*** EXERCISE INPUT

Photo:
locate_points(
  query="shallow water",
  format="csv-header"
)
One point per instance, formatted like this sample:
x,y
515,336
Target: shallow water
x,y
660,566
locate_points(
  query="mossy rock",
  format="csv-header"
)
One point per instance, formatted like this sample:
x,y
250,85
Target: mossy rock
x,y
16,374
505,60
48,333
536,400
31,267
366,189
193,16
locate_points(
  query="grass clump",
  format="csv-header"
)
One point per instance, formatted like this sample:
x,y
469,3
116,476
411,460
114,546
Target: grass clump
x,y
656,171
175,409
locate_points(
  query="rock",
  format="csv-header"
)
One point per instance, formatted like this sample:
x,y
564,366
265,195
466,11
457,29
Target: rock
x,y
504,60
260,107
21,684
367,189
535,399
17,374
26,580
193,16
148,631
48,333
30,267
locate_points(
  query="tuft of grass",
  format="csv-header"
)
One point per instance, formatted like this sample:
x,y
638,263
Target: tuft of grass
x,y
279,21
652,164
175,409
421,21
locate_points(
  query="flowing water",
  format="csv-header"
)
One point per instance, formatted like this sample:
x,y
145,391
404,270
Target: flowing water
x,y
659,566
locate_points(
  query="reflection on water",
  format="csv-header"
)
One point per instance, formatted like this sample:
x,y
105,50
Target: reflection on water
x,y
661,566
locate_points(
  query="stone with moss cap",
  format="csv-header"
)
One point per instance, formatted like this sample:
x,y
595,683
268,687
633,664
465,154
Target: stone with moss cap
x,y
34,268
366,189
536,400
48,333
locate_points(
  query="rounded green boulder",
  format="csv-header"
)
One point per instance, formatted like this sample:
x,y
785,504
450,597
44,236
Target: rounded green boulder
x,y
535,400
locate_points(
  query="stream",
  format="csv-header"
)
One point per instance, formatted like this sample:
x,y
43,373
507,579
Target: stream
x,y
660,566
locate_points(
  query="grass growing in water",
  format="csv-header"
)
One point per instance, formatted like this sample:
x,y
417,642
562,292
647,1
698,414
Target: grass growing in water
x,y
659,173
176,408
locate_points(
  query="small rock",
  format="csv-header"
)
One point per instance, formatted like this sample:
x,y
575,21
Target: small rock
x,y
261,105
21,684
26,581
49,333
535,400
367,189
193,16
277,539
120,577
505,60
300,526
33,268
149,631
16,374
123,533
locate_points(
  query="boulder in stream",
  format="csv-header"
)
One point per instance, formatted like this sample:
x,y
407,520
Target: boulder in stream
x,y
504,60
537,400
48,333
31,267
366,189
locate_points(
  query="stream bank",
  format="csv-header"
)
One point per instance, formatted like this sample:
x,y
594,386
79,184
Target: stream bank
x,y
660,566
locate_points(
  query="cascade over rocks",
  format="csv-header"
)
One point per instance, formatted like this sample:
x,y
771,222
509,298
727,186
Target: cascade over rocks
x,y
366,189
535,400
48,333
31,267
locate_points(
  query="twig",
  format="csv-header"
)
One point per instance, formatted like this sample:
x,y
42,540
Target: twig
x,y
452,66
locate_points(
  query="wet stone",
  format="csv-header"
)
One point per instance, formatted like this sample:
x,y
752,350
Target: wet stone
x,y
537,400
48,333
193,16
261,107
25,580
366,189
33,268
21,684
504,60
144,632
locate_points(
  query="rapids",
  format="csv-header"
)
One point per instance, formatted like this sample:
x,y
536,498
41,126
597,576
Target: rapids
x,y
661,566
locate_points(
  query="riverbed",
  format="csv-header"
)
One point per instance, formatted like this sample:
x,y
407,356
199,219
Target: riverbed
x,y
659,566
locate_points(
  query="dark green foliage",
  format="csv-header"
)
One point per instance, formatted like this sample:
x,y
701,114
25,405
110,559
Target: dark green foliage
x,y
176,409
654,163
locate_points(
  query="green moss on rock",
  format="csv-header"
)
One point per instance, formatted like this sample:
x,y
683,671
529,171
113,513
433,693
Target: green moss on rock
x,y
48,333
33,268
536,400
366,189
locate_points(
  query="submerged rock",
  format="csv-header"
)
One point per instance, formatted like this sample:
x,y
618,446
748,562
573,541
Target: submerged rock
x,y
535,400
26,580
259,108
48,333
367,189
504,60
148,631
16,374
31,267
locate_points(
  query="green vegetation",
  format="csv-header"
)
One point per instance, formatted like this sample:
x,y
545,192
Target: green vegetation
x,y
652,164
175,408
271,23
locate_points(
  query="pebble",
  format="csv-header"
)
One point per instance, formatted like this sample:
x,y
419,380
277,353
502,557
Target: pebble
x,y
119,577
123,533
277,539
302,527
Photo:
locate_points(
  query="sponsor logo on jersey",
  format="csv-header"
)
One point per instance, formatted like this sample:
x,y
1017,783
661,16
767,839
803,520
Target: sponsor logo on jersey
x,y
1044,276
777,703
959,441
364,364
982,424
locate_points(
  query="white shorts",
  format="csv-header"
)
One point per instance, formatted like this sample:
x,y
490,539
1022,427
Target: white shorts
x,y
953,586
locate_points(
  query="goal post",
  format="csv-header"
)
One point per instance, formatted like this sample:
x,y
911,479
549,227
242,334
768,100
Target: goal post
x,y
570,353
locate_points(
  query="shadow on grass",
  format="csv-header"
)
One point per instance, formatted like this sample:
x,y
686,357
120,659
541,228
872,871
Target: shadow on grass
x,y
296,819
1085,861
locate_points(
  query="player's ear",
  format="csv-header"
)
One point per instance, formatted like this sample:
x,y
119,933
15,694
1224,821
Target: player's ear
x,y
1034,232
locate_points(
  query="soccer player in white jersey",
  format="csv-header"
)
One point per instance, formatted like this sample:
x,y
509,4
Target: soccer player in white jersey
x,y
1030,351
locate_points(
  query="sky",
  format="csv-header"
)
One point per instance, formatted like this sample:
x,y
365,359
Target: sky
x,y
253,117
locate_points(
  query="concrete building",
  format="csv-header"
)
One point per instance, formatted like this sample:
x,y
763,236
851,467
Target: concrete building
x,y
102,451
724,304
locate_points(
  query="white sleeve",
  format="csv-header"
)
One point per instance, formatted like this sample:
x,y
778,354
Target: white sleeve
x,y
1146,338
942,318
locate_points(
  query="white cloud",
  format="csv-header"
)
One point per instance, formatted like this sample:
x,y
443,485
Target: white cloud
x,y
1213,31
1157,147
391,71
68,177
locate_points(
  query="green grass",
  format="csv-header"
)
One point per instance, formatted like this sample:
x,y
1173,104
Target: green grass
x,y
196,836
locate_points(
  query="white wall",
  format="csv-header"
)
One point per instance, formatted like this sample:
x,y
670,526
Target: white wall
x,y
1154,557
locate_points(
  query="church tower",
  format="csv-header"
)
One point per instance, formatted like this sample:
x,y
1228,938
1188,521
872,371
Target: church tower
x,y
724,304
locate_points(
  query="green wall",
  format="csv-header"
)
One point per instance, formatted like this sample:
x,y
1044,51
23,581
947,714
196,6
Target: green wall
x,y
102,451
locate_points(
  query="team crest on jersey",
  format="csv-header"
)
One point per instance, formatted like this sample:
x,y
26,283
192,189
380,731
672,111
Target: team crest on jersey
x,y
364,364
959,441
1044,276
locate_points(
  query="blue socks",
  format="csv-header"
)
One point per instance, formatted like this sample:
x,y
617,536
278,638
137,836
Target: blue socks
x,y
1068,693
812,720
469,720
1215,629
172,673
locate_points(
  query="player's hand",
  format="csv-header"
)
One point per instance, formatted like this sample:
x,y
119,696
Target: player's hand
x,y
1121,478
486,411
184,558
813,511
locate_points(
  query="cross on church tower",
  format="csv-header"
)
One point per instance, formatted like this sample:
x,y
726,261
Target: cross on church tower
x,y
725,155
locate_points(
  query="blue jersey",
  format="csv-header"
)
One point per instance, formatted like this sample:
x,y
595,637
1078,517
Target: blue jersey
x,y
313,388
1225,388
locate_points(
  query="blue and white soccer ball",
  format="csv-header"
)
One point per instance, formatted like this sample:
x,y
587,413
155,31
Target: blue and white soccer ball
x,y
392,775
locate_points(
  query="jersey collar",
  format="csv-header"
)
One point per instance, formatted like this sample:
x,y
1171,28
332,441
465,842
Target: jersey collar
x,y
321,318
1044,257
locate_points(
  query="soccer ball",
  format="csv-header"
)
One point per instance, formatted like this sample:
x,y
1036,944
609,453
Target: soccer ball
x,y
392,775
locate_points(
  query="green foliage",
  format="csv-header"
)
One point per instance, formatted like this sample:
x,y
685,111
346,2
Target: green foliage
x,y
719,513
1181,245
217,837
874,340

******

THE REQUEST
Gather every line above that contains the string "building". Letter case matters when matching.

COMPLETE OUTPUT
  query="concrete building",
Target: concrete building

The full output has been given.